═══ Supplied records ═══

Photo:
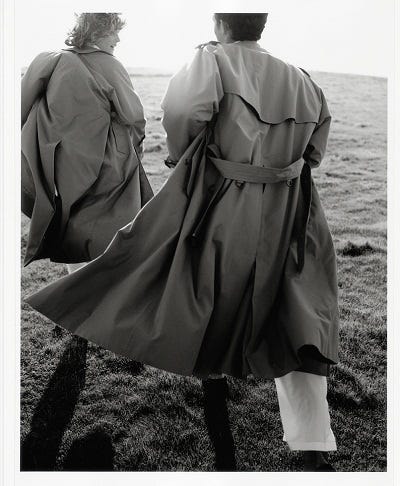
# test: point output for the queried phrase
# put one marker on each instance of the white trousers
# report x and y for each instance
(304, 411)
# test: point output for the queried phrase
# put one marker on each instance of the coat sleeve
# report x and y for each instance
(191, 99)
(316, 146)
(127, 104)
(35, 80)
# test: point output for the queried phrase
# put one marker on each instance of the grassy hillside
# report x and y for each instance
(83, 407)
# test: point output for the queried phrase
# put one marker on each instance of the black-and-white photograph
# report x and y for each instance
(203, 236)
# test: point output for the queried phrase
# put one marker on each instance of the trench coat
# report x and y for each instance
(238, 271)
(82, 133)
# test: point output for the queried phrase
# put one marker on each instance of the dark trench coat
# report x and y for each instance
(82, 129)
(230, 268)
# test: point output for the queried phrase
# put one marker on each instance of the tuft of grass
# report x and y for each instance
(83, 407)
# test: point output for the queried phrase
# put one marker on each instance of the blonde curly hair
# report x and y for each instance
(92, 26)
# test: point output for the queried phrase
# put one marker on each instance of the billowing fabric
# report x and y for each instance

═══

▸ **To do**
Take every record and copy it word for word, dropping the pictures.

▸ **Solution to this task**
Photo:
# test: point output for the queried phrase
# put one marker on each instance of the white trousers
# report x and y for each instance
(304, 411)
# test: point output for the queried phrase
# put one marker on each instance of the coat sleeve
# report x and y for each instance
(191, 99)
(316, 146)
(127, 104)
(35, 80)
# test: point output for the queried phrase
# put one marker on each instance of the grassy hillside
# report x and y for each instance
(83, 407)
# test: point output for the queried phrase
# put one marker on each instance of the black-and-white photograph
# report x and y for each instance
(203, 236)
# test: point output for the queried phrase
# put one marker on each instance of the trench coat
# report x and y for each instance
(238, 271)
(82, 133)
# test: point output for the queried phrase
# put one marker on each instance of the dark trench coat
# report x and y for each instance
(82, 129)
(230, 268)
# test: point output for the queried phrase
# put one marker on each instance of the tuft of grass
# report x and y for each instance
(83, 407)
# test: point output for the queried phrase
# put one marker on each instance of the blonde curly hair
# report x and y for each instance
(92, 26)
# test: point output for the queried phrase
# put one marker on each instance of the billowing fabric
# report x and y for each instance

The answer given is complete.